── Document segment ──

Hello, I'm Mark Meloy, CEO of First Business Bank. Welcome to the First Business Bank Podcast. Today, we're talking about Asset-Based lending, when is it the right option for a business? In another podcast, we already talked about commonly misunderstood business financing strategies. And in that conversation, we briefly touched on Asset-Based lending. Today, we're going to go a little bit deeper. Businesses, often face working capital challenges that come in all shapes and sizes, accounts receivable and inventory turns along with many other external factors, all can play a part in this dilemma.

Mark Meloy:

Frankly, there are many scenarios where conventional bank financing just does not fit and the alternative we are talking about today, Asset-Based Lending can often provide the best solution. I'm joined by one of my experts from the First Business Bank team who will offer some thoughtful insight regarding working capital solutions. Mike, I'll have you introduce yourself and then we'll get the conversation started.

Mike Colloton:

Sure. Good morning, Mark. Thank you very much. Yeah. My name is Mike Colloton. I'm with First Business Bank's Asset-Based Lending group. Been doing this type of work for a very long, long time and interested in discussing this with you this morning, Mark. Thank you.

Mark Meloy:

Great. Mike, we had these conversations over the years, but for our audience's sake, what is Asset-Based Lending? How is it different than maybe a common bank line of credit?

Mike Colloton:

Yeah. From a big picture perspective, Mark, it really is the same as a bank line of credit. Asset-Based Lending is a revolving secured line of credit that's for a business secured by accounts receivable and inventory and using a borrowing base. So from that perspective, it's very similar to what First Business Bank or any bank would offer to their clients. What is unique is how we look at a company and in offering an Asset-Based Lending line of credit. It has more to do with the timeframe that the company needs money and their ability to get a traditional line of credit from a traditional bank source.

Mark Meloy:

The way you go about it is unique, because it's a much deeper dive into the, what I'll call the quality of the collateral. Let's say in particular, our accounts receivable and inventory, is that a fair statement?

Mike Colloton:

Yeah, absolutely. They're the businesses that we are lending to, usually are having some performance issues maybe they'd have a bad year or two where cashflow wasn't exactly where they wanted it to be or where the bank would like it to be. They may be going through a high growth situation or the balance sheet may just be very leveraged due to maybe an acquisition that's happening right now, or that happened recently. Or two, money being taken out of the business for dividends, for ownership, maybe to pay taxes. So there's something going on at the business right now where traditional financing is really not an option. Because of the way that Asset-Based Lenders review and look at the collateral, dive into it much more deeply than a traditional bank we are able to finance some of those businesses that don't fit for traditional banks.

Mark Meloy:

Yeah. I used to describe to people that I consider the three optimal scenarios where Asset-Based Lending works the best and you've touched on this already in what you just said. But there's operational performance challenges that are going on, might be rapid growth, and sometimes it's an ownership change. Is that a fair way to describe the scenarios where a traditional lines of credit maybe don't work, but Asset-Based Lending does?

Mike Colloton:

Yeah. That's exactly where we see ourselves getting most of our deals and most of our opportunities is, is those type of scenarios. So, a company may be going through an acquisition, maybe a management buyout, or they've had significant growth and need a larger line of credit and their existing bank would like to help them and wants to help them. But because of that high growth or because of the leverage that the current situation is causing, or again, maybe because of just cash flow issues relating to the business over the past year or two, the existing bank is saying, listen, we'd love to work with you but we really can't go going forward. We need you to find new financing.

───

**What to work on**.
Reproduce the stretch of the asset-based lending transcript from "Yeah. That's exactly" through "find new financing.".

── Dataset entries ──

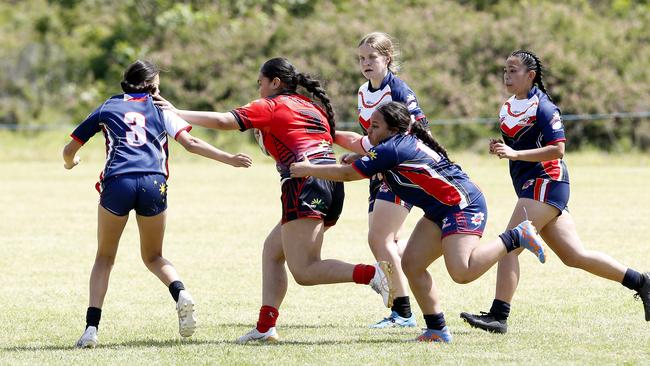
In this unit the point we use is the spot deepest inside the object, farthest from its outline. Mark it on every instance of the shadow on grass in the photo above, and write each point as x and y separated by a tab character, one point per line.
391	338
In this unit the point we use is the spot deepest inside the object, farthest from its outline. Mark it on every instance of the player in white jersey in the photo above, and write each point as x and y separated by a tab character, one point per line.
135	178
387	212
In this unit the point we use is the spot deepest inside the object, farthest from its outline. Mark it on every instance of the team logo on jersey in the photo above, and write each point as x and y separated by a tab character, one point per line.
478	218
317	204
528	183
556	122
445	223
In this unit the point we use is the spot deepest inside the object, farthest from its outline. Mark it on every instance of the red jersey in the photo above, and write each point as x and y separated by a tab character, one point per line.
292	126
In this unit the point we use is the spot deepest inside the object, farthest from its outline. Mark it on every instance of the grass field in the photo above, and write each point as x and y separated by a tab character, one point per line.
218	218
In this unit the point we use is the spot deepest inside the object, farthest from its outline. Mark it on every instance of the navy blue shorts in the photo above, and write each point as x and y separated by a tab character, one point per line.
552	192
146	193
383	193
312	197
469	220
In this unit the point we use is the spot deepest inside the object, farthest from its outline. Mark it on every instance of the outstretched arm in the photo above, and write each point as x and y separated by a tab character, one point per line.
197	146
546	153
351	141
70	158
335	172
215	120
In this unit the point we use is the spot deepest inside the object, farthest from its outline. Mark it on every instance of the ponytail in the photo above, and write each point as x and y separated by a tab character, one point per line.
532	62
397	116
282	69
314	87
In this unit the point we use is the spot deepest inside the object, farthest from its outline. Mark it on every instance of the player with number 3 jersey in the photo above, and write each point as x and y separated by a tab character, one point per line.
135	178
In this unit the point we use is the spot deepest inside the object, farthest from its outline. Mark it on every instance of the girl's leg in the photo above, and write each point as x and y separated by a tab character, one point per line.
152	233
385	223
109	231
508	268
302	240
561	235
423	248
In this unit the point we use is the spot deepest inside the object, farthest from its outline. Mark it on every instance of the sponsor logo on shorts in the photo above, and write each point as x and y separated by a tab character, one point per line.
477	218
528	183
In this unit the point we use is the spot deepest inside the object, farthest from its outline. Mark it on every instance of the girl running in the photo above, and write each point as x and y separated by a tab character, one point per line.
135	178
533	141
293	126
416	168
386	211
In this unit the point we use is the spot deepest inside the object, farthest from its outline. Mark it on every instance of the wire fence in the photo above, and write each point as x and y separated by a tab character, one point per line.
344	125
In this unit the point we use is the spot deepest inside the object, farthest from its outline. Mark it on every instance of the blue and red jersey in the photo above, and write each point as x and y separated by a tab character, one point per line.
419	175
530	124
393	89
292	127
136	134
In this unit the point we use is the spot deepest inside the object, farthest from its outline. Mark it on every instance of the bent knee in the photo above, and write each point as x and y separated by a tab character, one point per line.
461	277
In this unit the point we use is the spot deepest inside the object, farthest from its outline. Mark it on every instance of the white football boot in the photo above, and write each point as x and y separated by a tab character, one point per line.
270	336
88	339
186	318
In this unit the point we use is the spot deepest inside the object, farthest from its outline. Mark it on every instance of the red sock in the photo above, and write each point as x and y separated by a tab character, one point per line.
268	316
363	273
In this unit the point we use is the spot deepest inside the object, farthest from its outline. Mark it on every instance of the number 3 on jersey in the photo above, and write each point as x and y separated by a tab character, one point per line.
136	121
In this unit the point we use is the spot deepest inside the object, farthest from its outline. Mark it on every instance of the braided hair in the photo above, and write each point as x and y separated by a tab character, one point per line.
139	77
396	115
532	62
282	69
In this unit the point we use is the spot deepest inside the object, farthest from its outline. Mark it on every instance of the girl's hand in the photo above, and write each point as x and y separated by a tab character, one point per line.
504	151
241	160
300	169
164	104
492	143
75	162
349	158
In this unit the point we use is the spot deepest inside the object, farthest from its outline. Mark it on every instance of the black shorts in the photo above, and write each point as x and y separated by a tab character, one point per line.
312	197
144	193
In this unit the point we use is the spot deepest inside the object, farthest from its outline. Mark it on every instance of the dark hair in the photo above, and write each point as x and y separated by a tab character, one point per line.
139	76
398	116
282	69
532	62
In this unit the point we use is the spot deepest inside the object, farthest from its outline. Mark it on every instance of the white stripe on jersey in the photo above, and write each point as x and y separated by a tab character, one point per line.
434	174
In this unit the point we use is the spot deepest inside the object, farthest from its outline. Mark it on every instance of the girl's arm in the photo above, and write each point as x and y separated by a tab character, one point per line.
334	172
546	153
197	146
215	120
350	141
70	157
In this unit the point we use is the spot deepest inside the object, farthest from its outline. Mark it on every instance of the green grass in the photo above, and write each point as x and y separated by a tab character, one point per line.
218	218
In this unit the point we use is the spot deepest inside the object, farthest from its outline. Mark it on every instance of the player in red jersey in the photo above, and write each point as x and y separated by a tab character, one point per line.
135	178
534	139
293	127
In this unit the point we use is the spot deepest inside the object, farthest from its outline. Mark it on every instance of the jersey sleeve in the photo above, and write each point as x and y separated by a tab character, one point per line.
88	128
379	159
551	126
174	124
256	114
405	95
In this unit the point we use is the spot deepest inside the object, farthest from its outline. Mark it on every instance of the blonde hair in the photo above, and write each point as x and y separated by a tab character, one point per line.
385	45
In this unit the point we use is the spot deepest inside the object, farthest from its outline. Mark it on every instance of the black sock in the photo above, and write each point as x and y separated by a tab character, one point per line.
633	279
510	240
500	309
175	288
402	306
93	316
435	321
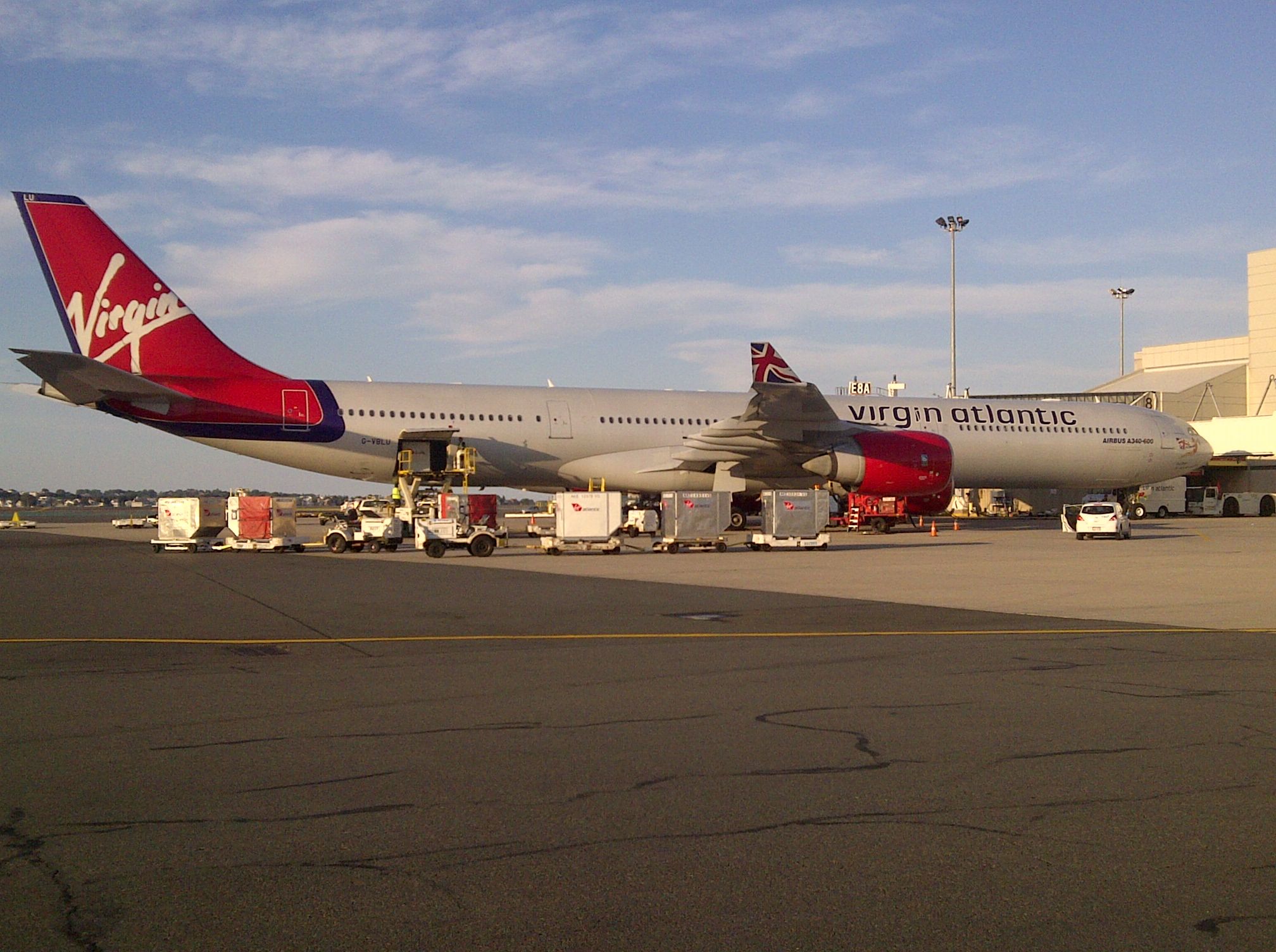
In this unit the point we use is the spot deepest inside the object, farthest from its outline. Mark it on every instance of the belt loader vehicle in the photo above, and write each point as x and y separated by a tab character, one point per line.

───

**Result of this exercise**.
Yeah. That's exactly where we see ourselves getting most of our deals and most of our opportunities is, is those type of scenarios. So, a company may be going through an acquisition, maybe a management buyout, or they've had significant growth and need a larger line of credit and their existing bank would like to help them and wants to help them. But because of that high growth or because of the leverage that the current situation is causing, or again, maybe because of just cash flow issues relating to the business over the past year or two, the existing bank is saying, listen, we'd love to work with you but we really can't go going forward. We need you to find new financing.